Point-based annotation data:
_ _ _

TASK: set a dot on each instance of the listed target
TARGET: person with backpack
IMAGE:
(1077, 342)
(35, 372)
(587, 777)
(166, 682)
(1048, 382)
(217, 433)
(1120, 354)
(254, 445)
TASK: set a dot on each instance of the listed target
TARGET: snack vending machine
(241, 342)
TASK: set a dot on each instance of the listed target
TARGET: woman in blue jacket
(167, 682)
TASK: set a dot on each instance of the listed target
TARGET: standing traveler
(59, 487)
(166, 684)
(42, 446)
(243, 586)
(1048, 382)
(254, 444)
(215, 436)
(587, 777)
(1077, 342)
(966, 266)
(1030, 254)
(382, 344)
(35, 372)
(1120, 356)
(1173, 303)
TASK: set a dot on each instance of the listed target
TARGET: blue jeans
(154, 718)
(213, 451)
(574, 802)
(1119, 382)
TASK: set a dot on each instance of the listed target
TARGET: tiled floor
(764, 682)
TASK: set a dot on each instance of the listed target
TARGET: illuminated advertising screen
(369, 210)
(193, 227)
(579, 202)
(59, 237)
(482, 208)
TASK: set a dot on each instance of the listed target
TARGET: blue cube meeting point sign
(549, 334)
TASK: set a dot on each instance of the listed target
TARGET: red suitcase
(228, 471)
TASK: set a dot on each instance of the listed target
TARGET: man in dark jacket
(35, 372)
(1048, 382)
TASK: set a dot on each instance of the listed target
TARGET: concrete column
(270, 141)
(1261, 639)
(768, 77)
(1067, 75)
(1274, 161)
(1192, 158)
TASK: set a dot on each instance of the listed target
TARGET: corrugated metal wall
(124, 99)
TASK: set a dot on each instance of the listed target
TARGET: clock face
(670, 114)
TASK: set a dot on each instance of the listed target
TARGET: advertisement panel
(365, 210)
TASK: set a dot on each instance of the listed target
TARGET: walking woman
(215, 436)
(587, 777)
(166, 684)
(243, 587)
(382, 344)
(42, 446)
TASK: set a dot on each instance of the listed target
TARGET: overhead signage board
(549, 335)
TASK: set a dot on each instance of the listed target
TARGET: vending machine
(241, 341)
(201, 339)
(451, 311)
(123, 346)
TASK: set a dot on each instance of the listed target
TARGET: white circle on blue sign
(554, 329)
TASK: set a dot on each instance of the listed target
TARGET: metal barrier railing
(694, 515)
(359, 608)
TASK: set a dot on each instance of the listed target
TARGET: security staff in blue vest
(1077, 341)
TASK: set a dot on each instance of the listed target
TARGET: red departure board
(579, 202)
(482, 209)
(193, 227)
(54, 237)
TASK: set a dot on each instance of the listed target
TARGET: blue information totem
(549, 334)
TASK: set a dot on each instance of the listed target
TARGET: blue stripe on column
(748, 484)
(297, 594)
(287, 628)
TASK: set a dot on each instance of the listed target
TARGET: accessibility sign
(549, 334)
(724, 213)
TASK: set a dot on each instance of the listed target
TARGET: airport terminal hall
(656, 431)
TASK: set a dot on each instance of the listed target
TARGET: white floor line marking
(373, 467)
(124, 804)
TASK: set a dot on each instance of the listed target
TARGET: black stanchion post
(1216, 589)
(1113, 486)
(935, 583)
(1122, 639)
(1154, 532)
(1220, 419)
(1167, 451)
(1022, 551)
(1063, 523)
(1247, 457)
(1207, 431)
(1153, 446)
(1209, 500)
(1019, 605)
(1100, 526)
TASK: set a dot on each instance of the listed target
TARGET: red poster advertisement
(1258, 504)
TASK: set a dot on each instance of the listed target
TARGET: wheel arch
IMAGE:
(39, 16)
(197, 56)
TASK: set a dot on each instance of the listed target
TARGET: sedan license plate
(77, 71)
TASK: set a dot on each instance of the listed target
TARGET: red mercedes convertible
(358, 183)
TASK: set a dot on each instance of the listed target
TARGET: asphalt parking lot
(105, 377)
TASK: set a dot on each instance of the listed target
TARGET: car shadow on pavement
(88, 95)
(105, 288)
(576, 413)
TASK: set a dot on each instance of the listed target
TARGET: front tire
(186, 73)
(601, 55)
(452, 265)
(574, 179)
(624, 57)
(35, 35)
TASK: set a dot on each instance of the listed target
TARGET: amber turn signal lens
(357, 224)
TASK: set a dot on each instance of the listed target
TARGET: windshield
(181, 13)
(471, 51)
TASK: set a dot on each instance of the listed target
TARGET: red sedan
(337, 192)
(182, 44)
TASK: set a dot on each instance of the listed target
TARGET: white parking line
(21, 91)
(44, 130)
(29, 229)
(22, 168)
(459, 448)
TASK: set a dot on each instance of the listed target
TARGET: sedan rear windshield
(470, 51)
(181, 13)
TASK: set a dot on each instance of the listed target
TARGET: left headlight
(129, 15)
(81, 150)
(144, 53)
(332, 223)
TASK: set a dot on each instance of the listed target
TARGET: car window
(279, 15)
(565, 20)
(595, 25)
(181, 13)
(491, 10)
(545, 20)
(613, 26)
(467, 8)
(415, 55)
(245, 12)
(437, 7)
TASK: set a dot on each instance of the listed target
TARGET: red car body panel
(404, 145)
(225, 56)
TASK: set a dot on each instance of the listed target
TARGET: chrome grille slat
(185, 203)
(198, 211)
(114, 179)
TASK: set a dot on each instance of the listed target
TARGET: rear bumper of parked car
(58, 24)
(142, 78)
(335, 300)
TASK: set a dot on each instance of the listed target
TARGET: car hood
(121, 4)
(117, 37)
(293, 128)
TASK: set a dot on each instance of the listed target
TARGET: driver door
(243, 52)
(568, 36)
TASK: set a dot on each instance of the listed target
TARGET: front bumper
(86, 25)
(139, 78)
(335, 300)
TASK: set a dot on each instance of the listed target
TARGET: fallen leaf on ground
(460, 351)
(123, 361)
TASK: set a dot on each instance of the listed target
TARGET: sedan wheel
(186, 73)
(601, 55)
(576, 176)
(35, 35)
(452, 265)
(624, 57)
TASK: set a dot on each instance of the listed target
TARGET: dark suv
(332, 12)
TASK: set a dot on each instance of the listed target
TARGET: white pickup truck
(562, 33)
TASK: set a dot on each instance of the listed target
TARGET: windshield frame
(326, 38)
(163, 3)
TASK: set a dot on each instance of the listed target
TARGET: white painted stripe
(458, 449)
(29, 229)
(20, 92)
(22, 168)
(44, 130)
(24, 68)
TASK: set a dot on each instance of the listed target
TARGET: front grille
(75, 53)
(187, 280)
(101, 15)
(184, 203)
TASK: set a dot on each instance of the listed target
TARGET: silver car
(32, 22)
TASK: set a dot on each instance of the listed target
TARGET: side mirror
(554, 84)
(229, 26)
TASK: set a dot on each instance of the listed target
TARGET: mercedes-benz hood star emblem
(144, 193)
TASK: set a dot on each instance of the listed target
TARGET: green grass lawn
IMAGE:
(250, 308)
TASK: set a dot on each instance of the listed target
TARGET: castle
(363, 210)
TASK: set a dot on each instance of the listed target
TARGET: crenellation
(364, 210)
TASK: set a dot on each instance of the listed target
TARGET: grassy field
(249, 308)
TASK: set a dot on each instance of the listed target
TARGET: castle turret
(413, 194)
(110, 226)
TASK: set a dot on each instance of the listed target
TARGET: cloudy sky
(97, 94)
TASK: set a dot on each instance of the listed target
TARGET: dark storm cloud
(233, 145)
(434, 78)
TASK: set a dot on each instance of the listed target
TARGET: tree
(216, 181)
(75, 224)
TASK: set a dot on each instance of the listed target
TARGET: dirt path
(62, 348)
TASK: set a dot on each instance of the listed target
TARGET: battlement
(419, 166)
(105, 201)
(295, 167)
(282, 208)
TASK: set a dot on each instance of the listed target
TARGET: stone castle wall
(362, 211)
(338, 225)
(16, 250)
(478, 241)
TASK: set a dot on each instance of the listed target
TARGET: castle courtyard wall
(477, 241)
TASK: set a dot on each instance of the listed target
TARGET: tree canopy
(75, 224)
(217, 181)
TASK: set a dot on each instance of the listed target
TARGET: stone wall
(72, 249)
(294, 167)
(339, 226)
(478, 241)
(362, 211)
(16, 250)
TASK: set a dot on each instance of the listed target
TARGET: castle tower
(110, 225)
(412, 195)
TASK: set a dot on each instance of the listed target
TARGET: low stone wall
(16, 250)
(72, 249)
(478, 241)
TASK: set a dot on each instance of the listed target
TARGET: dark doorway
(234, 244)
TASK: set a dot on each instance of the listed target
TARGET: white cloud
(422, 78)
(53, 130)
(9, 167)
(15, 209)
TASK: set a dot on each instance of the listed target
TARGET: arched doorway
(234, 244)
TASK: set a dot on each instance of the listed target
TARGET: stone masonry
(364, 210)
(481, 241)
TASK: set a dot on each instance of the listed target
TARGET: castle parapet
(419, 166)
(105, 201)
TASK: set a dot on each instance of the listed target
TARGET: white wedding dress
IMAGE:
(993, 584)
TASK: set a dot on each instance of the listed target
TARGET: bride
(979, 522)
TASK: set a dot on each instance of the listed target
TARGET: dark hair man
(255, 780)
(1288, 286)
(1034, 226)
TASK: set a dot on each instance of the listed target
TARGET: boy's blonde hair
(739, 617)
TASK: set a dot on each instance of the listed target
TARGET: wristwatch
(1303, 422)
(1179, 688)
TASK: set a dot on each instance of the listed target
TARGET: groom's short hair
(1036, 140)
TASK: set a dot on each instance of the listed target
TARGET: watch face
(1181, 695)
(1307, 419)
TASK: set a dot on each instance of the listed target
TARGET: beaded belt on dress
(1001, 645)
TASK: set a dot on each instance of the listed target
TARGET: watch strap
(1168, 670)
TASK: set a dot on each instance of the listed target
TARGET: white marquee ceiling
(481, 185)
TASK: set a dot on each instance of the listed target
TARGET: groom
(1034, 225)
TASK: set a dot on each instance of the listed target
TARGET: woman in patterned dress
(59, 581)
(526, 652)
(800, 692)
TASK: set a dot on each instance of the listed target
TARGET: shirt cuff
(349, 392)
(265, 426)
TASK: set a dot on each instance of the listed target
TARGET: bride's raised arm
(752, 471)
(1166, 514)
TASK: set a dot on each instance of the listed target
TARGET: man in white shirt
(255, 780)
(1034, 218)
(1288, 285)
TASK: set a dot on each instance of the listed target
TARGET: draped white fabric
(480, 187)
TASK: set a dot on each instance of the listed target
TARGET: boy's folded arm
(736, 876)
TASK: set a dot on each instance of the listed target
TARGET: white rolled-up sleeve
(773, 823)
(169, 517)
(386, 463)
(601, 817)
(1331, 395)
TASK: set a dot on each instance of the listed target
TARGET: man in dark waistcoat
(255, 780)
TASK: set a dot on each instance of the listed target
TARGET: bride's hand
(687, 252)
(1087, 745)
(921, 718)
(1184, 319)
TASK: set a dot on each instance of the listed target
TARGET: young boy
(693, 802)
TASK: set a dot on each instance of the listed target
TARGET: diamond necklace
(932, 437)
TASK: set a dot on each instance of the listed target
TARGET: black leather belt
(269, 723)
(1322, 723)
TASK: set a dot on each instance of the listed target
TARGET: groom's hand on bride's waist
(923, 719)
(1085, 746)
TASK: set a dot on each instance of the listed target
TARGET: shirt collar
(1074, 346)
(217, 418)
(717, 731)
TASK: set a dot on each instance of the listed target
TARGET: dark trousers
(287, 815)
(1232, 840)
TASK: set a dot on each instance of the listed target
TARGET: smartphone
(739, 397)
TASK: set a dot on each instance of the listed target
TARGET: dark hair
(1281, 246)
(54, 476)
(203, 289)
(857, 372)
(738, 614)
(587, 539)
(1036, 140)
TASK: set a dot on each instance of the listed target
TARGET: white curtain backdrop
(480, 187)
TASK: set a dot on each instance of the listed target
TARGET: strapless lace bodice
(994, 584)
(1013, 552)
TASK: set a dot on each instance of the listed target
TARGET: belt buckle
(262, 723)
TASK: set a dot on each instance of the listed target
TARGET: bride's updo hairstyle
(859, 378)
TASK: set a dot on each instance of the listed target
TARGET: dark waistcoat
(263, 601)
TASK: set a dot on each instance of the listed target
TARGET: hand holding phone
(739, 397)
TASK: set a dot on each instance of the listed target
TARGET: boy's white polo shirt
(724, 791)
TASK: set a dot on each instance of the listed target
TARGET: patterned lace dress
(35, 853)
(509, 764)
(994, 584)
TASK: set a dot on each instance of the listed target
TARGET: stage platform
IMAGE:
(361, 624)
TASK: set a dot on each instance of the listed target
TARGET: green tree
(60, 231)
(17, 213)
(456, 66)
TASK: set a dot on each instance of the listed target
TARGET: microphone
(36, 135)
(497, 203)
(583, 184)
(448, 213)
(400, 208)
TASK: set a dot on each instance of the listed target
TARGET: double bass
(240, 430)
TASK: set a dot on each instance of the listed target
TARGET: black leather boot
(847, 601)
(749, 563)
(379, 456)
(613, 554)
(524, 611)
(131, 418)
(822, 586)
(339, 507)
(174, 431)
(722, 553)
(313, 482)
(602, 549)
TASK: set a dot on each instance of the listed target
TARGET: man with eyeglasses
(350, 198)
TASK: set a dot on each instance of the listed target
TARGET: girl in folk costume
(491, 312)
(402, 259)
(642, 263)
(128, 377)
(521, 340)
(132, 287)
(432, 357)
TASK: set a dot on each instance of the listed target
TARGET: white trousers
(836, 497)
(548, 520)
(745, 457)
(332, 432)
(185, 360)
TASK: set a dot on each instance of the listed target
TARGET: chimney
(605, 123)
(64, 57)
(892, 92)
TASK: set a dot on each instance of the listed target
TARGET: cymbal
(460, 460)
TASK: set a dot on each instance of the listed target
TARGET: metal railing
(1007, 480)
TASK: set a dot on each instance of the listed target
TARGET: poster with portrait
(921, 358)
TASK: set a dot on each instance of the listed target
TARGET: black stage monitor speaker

_ _ _

Pull out each line above that contains the string "jacket". Case counts.

**Expected answer:**
TARGET: woman in blue jacket
TARGET: man in dark jacket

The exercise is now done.